* Work order
An exact copy of all the entries is needed, with no images in it.
Task inputs START
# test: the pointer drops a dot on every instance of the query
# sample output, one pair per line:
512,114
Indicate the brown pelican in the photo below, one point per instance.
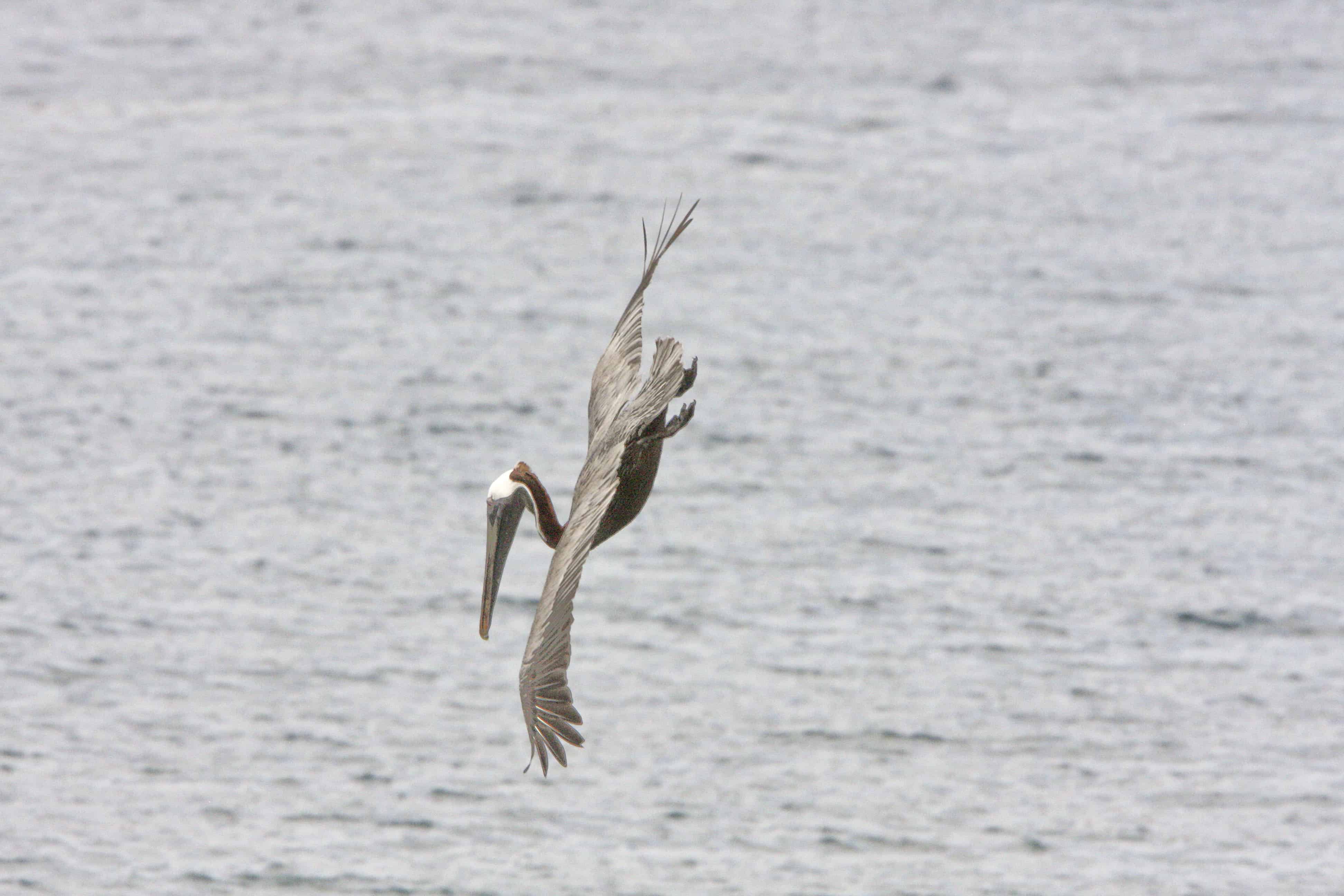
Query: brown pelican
Task inputs END
* Worked solution
# test: the pointer drops a dot on every instance of the query
# sample output, one pair per line:
512,114
Indicate the brown pelican in the photo below, one point per instance.
Query: brown pelican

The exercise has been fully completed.